▸ PROBLEM DESCRIPTION:
Pick out each line below that contains the word "covered" and copy those lines. Case counts: a match must have the same capitals and lowercase letters.

▸ RECORD LIST:
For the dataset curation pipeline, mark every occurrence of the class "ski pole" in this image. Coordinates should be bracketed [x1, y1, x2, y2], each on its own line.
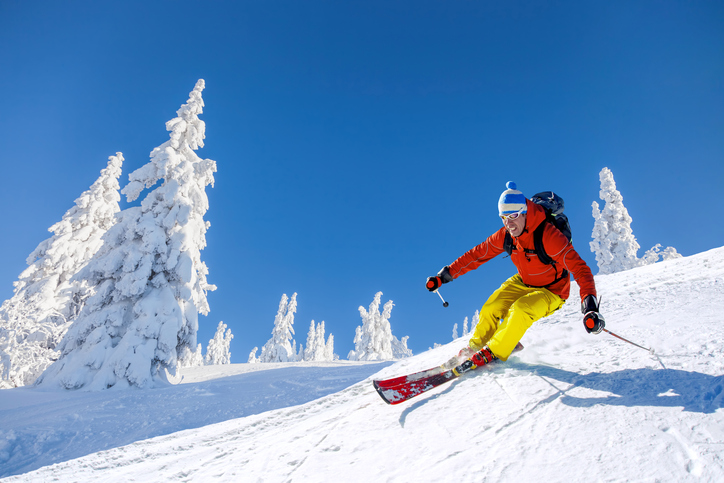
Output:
[603, 329, 654, 355]
[435, 290, 450, 307]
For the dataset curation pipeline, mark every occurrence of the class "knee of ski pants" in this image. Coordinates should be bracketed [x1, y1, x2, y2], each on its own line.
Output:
[468, 275, 529, 350]
[488, 288, 565, 360]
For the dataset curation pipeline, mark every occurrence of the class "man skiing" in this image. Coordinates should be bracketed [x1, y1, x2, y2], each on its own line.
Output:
[426, 182, 605, 367]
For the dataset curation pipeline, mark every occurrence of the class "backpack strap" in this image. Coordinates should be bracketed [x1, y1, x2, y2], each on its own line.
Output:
[533, 220, 570, 288]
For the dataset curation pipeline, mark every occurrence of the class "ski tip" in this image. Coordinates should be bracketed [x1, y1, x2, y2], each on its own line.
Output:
[372, 381, 392, 404]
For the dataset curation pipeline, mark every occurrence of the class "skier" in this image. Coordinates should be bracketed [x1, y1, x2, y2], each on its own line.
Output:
[426, 182, 605, 367]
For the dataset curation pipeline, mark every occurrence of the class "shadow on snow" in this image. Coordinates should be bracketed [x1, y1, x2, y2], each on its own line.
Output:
[508, 361, 724, 413]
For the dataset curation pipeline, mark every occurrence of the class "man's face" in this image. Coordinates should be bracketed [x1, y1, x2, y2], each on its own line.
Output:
[502, 213, 525, 237]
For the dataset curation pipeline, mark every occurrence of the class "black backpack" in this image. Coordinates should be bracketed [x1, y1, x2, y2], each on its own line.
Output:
[503, 191, 572, 286]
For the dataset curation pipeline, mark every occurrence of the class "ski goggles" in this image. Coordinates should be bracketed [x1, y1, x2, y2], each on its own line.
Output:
[500, 208, 525, 222]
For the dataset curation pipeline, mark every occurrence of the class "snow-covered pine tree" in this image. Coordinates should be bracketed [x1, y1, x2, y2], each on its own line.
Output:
[38, 80, 216, 389]
[392, 335, 412, 359]
[256, 292, 297, 362]
[590, 168, 681, 274]
[347, 292, 412, 361]
[304, 321, 334, 362]
[179, 344, 204, 367]
[324, 333, 339, 361]
[590, 168, 640, 274]
[0, 153, 123, 387]
[204, 322, 234, 366]
[246, 347, 261, 364]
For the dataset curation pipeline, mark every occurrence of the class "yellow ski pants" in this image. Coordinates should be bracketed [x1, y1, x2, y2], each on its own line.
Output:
[470, 275, 565, 360]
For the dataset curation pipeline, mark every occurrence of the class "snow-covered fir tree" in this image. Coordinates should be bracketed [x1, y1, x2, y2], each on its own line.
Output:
[347, 292, 412, 361]
[38, 80, 216, 389]
[392, 335, 412, 359]
[304, 320, 335, 361]
[0, 153, 123, 387]
[179, 344, 204, 367]
[249, 292, 301, 362]
[204, 322, 234, 366]
[590, 168, 681, 274]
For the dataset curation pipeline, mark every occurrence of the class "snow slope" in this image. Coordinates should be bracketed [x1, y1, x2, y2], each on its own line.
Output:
[0, 248, 724, 482]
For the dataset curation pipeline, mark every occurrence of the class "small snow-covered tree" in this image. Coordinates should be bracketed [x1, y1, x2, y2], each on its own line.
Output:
[324, 334, 339, 361]
[0, 153, 123, 387]
[255, 292, 297, 362]
[246, 347, 261, 364]
[179, 344, 204, 367]
[590, 168, 681, 274]
[392, 335, 412, 359]
[204, 322, 234, 366]
[590, 168, 640, 274]
[38, 80, 216, 389]
[304, 321, 335, 362]
[347, 292, 409, 361]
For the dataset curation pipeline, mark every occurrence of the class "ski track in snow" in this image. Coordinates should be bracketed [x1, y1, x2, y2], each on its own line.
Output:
[0, 248, 724, 482]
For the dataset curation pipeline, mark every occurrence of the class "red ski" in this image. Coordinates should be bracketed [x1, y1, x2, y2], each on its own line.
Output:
[372, 343, 523, 405]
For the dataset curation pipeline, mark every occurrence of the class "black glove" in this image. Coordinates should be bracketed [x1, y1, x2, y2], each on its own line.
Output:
[581, 295, 606, 334]
[425, 267, 453, 292]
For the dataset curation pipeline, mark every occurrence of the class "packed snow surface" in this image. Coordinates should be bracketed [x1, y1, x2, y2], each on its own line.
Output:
[0, 248, 724, 482]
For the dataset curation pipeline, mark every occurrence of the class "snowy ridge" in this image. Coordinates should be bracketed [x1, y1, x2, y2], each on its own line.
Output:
[0, 248, 724, 482]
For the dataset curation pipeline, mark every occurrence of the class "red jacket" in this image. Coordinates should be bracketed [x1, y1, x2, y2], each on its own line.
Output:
[449, 200, 596, 300]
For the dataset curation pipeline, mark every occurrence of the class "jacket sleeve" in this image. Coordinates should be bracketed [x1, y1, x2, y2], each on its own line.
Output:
[543, 223, 596, 300]
[449, 228, 505, 279]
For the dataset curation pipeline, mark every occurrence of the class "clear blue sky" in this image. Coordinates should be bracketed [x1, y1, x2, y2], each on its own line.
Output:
[0, 0, 724, 362]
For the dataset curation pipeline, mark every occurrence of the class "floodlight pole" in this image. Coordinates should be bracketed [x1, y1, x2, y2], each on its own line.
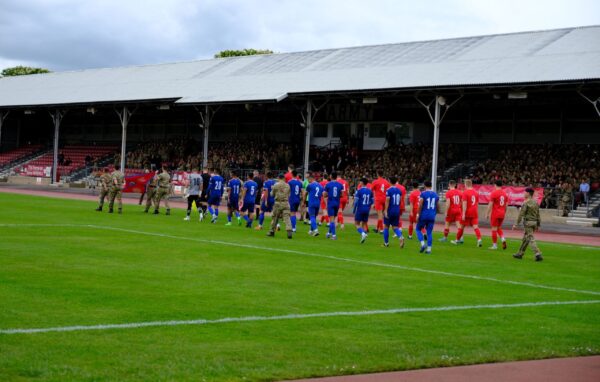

▸ EXPECTED OUTPUT:
For the dataset curation pipeline, mark every occurrence of the class "snow-covered pine tree" in this image. Coordinates should be bracketed [x1, y1, x2, y2], each on its own line.
For the dataset curation pipeline, mark every occurrence of the class "snow-covered fir tree" in this image. Coordinates should be bracketed [x1, y1, x2, y2], each on its own line.
For the dataset curation pipeline, mark every occurrence of the class "small snow-covered tree" in this image. Coordinates should be bracketed [x1, y1, x2, y2], each on its own line.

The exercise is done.